• **Requirement**
The line containing "Spot the railroad" opens the span to copy, and the last line of the records below closes it. Write out that span exactly.
• • • •
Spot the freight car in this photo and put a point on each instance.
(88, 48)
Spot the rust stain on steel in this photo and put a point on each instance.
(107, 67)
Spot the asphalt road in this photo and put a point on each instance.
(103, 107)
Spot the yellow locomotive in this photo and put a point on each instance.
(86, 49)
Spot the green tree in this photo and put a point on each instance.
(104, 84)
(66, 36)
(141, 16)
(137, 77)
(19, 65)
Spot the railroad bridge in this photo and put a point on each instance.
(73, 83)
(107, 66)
• • • •
• **Reply**
Spot the railroad bridge in this photo and put a point on each instance.
(73, 83)
(107, 66)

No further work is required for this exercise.